- [TASK A]
Please rewrite everything in the blog post from "I was totally" down to "the end table.", substituting "frightened" for "terrified".
- [TASK B]
In the blog post, what did the family doctor recommend instead of prescribing medication?
- [TASK C]
Extend the blog post, starting after its final sentence.
━━━ PAGE EXCERPT
My relationship with my OBGYN was what I call typical. I saw her once a year for a quick check-up, confirming that I was still on the “no babies” train and that I was still too young to have my tubes tied. However, this visit was one that literally changed my life and started me on the road to better my mental health.
I followed the normal protocol and sat waiting on the table in my paper gown for my doctor to see me. She knocked on the door and entered the room, her normally bubbly self, smiling from ear to ear. “Hello Sara! How are you today?” I burst into tears and could barely control my sobbing. I couldn’t find the words to summarize quickly the state of my life and frankly, how would anyone believe me? She placed her hand on my arm, and in a soothing calm voice said, “Oh honey, there are far too many good drugs out there to be feeling like this.” I proceeded to tell her that I had been trying to get help from my family doctor and he wouldn’t prescribe me anything other than advice to read self-help books or try yoga.
She advised me to go back to my family doctor and tell him the urgency of my situation and that I absolutely needed help. If he wouldn’t help me, I was to return to her and she would make sure I got the help I needed. I didn’t realize how much I needed to hear that I was going to get help. I didn’t even know who I was anymore. I blindly went through the motions of life and was on the verge of breaking down every day. Those shower sobs I mentioned earlier in my blog became more frequent. The weight on my chest never seemed to go away. I begged God to tell me what to do, for help, for anything, but I never seemed to get an answer.
The first drug I was prescribed was Prozac. I was warned that nightmares were a side effect. I was undeterred as I frequently experienced nightmares and had night terrors as a child, so I’m sure they couldn’t top what my mind had already been creating. I was also warned of the potential for suicidal thoughts. Yep, got it. Please just give me something!
I was totally unprepared for how that drug would affect my body. After a few weeks, I called my doctor and said that I just couldn’t cope with the side effects. The nightmares were off the charts scary and I was having thoughts that did not need to be there. I was terrified but luckily aware enough to realize that I did not want to drive into oncoming traffic or end my life with the gun on the end table.
━━━━━━
━━━ SOURCE DATA
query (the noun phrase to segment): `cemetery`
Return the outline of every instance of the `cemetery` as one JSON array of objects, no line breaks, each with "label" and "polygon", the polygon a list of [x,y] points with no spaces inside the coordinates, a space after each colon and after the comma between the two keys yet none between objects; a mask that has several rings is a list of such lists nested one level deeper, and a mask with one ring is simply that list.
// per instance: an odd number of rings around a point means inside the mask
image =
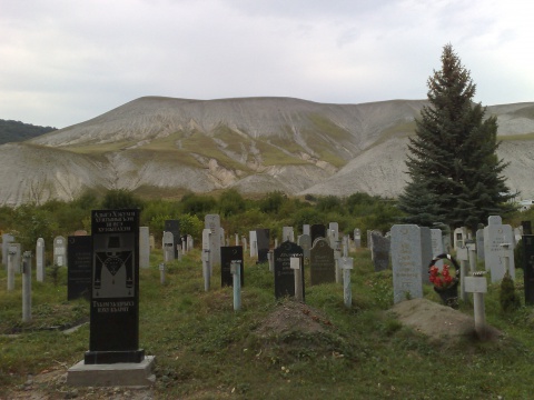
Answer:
━━━━━━
- [WRITTEN REPLY A]
I was totally unprepared for how that drug would affect my body. After a few weeks, I called my doctor and said that I just couldn’t cope with the side effects. The nightmares were off the charts scary and I was having thoughts that did not need to be there. I was frightened but luckily aware enough to realize that I did not want to drive into oncoming traffic or end my life with the gun on the end table.

- [WRITTEN REPLY B]
He recommended reading self-help books or trying yoga.

- [WRITTEN REPLY C]
I was determined to find an option that could help me, and finally my doctor was willing to see that I truly did need help. The drug that ended up bringing me peace was Celexa. We played with the dosage to find the right balance for my body and for the first time in a long time, I could breathe. My mind was not racing out of control and I could actually think! I didn’t feel drugged or foggy like I had with the other drugs. My highs and lows were minimized and it was like the curtains had been drawn back for me to see the whole picture. I was on a path to finding me!!
Ted and I continued through counseling and he played the part, convincing the therapist (and me) that he understood how having a relationship with Jolene was detrimental to our marriage. We started doing things as a couple again and while our finances weren’t great, things seemed to be looking up! We were released from therapy and deemed a success story! Oh how naïve.
Horses were my saving grace.
No matter how lost I seemed in life, I had the responsibility to show up each morning to care for the horses at the therapeutic center. The consistency of turnout schedules, the bright look on the horse’s faces when they saw you, and the physical aspect of just getting up out of bed because they are waiting for you, kept me going.
Pictured here are Belle (one of the driving horses at the therapeutic center) and Yoshi during a Pennsylvania winter in 2016.